#### Exercise requirements:
Copy out the listing word for word, starting at its first line and ending at the line that contains "POLYGON ((85 106, 94", with both of those lines included. Omit the pictures from your copy.

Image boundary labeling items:
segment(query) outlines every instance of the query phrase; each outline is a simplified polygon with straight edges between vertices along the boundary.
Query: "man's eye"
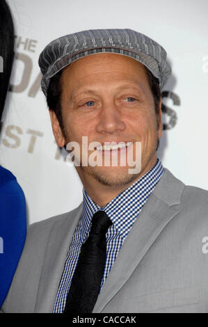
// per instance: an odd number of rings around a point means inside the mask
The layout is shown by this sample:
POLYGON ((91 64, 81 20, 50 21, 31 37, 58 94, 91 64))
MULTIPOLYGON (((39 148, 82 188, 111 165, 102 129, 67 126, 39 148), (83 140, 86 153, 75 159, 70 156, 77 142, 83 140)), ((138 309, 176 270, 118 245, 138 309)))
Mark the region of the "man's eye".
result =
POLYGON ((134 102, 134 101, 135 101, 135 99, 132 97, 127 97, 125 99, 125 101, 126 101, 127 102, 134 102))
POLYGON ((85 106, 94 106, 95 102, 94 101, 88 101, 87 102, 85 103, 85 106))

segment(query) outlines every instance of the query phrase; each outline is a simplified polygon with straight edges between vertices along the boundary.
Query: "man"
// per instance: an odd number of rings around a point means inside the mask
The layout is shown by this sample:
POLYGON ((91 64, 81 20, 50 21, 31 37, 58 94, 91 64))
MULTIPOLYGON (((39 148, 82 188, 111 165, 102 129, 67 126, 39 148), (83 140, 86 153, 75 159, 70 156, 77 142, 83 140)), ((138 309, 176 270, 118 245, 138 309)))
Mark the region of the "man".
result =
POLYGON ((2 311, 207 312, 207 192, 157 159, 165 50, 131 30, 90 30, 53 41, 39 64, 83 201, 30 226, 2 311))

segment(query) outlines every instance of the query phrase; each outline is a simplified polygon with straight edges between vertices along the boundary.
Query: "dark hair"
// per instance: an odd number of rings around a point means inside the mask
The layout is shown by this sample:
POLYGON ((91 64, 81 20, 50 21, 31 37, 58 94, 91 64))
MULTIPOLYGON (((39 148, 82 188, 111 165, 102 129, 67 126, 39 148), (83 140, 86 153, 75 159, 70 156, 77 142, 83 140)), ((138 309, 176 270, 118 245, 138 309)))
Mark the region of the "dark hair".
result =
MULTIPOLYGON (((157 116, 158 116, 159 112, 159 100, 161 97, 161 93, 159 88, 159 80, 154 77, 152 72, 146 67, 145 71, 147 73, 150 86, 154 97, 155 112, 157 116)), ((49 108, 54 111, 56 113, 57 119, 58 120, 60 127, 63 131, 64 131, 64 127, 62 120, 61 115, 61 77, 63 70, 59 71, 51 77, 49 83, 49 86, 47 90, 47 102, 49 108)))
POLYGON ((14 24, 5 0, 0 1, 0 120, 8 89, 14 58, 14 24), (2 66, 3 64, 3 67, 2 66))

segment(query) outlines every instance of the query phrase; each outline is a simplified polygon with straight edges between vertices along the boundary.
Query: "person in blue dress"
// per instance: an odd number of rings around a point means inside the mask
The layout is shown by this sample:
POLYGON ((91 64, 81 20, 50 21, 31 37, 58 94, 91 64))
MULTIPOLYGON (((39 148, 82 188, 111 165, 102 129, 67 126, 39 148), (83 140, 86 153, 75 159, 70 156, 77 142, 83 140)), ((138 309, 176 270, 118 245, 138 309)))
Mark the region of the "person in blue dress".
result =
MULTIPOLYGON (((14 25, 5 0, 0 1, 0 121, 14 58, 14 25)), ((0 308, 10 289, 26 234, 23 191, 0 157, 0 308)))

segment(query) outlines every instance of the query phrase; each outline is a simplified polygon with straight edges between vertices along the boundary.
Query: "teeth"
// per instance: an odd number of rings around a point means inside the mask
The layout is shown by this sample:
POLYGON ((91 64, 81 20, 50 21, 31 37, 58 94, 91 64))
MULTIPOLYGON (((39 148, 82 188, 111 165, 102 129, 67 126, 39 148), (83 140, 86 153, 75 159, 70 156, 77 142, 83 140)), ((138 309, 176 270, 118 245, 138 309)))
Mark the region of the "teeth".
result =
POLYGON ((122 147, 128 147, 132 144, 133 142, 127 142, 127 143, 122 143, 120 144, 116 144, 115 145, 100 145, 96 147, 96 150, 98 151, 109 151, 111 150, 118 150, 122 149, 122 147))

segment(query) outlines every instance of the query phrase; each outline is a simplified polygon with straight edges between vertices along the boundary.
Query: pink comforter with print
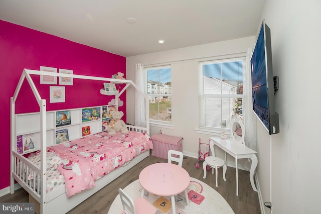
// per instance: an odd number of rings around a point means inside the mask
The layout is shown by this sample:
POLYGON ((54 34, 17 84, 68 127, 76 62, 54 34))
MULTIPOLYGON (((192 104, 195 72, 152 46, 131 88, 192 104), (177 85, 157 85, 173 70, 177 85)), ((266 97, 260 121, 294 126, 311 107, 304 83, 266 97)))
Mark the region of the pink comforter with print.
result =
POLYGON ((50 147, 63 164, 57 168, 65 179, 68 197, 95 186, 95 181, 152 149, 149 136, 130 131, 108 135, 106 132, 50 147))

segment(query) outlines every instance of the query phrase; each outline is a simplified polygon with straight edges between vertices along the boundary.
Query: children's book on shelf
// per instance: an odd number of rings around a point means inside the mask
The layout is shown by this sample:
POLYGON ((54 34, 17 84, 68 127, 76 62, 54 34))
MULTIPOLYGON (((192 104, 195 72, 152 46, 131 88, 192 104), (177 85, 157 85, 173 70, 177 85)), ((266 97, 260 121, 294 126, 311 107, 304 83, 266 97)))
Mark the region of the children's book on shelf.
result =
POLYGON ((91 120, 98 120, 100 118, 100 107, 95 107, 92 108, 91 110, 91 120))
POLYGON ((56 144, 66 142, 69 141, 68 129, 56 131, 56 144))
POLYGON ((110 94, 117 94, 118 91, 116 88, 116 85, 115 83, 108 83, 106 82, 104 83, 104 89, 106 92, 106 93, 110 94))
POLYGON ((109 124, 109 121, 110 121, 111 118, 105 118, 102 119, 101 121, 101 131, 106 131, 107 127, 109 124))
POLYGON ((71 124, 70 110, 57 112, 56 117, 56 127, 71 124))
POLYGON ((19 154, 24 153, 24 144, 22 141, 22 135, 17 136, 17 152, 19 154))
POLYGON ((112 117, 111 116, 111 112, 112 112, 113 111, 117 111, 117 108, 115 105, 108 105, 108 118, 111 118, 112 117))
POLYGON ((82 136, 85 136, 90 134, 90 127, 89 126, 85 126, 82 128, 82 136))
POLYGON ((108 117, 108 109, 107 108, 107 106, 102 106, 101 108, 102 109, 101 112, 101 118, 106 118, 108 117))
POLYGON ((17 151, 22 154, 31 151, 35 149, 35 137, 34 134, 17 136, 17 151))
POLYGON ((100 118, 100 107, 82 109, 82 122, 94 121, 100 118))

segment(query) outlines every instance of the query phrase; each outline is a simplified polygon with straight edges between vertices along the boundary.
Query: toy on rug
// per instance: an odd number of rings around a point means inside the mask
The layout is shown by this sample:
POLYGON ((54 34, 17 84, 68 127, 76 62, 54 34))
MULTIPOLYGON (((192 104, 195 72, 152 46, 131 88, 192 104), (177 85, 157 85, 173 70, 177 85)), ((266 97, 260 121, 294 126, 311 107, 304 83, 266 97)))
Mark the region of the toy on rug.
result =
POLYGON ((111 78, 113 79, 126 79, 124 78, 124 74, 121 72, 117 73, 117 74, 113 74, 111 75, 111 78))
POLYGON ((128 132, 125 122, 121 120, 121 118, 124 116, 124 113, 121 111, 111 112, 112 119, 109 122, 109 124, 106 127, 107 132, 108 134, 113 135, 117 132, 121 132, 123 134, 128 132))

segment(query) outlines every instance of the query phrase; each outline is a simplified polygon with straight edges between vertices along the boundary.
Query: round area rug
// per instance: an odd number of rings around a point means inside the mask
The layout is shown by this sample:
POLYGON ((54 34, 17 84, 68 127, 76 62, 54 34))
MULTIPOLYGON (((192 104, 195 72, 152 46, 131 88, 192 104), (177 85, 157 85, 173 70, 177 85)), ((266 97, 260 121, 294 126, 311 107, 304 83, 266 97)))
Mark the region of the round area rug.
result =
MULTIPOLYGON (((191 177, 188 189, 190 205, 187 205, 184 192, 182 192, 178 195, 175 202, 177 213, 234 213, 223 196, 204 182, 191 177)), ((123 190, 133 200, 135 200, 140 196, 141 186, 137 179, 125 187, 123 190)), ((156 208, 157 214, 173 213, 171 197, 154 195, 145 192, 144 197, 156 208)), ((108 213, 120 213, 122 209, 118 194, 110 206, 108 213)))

#### Response:
segment(query) outlines every instance of the query phrase; each outline is a simplified polygon with straight edges between vertices along the boundary.
Query: "man's eye"
// per instance: an odd number of rings around a point means inside the mask
The layout is shown by this sample:
POLYGON ((91 64, 81 20, 50 21, 31 37, 58 94, 91 64))
MULTIPOLYGON (((39 148, 82 188, 111 165, 102 129, 67 126, 39 148), (83 140, 86 153, 75 159, 70 156, 77 142, 83 140)), ((138 309, 176 270, 118 245, 138 309)))
Mark the region of the "man's eye".
result =
POLYGON ((134 102, 134 101, 135 101, 135 99, 132 97, 127 97, 125 99, 125 101, 126 101, 127 102, 134 102))
POLYGON ((85 106, 94 106, 95 102, 94 101, 88 101, 87 102, 85 103, 85 106))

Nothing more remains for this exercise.